**Article:**
--- start ---

I got the following exercise where you have to calc the trace of all elements in ${F_8}$ which is constructed as ${F_2}[x]$/(${x^3+x+1}$)${F_2}[x]$.
Up to now I did those steps:
1) Find all elements in ${F_8}$ which are in my opinion: $0,1,x,x+1,x^2,x^2+1,x^2+x,x^2+x+1$
2) Then I found those traces for the elements: $Tr(0)=0\\ Tr(1)=1\\ Tr(x)=x+x^2+x^4\\ Tr(x+1)=Tr(x)+Tr(1)=x^4+x^2+x+1\\ Tr(x^2)=x^8+x^4+x^2 \text{(must this be reduced!?)}\\ Tr(x^2+1)=Tr(x^2)+Tr(1)=x^8+x^4+x^2+1\\ Tr(x^2+x)=Tr(x^2)+Tr(x)=x^8+x\\ Tr(x^2+x+1)=Tr(x^2)+Tr(x)+Tr(1)=x^8+x+1$
Is this procedure correct? Thank you!

--- end ---

**Required work:**
Answer these questions about the post above.
1. Which polynomial is used to form the quotient of F_2[x] that gives F_8?
2. How many elements of F_8 does the post list in step 1?
3. What expression does the post give for the trace of x^2?

**Records:**
--- start ---

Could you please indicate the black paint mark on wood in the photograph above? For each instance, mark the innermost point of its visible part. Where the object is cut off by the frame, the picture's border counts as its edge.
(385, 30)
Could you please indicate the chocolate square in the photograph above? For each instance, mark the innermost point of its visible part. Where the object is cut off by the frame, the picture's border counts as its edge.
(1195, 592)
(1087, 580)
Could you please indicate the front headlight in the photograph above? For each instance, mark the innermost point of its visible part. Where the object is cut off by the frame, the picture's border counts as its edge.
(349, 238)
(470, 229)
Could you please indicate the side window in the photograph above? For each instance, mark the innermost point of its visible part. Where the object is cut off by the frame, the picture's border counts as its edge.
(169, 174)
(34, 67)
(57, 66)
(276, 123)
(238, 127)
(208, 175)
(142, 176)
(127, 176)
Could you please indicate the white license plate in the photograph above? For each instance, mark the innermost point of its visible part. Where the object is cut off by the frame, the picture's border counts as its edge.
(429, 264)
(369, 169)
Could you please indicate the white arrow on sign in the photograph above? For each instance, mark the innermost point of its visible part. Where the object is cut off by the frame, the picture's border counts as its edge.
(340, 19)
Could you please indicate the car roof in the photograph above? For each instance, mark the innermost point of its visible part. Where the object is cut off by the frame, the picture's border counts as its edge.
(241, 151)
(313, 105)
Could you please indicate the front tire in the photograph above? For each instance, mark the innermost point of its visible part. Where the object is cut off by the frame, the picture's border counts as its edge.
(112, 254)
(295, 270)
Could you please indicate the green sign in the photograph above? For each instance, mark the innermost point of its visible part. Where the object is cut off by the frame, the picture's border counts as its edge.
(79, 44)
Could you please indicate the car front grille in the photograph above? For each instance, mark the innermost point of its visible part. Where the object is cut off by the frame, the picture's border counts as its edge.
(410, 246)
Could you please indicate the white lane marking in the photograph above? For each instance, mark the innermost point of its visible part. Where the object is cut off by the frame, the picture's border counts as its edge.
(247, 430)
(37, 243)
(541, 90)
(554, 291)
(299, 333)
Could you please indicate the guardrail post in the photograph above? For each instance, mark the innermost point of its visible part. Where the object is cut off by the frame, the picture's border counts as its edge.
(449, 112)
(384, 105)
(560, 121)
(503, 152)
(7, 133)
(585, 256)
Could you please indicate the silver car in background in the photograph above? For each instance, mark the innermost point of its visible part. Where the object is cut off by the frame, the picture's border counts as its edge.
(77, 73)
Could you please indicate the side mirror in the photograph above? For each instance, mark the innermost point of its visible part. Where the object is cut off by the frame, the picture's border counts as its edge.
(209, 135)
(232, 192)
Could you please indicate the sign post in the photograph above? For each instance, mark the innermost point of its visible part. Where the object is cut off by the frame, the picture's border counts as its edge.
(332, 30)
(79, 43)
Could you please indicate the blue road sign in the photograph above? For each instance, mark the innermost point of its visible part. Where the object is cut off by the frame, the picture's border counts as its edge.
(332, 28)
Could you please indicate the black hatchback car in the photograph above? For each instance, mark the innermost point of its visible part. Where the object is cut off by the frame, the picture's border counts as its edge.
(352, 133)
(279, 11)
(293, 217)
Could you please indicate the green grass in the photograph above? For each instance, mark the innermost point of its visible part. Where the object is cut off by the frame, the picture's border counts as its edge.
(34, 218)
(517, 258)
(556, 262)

--- end ---

**Worked answer:**
1. x^3 + x + 1
2. Eight: 0, 1, x, x+1, x^2, x^2+1, x^2+x, x^2+x+1
3. x^8 + x^4 + x^2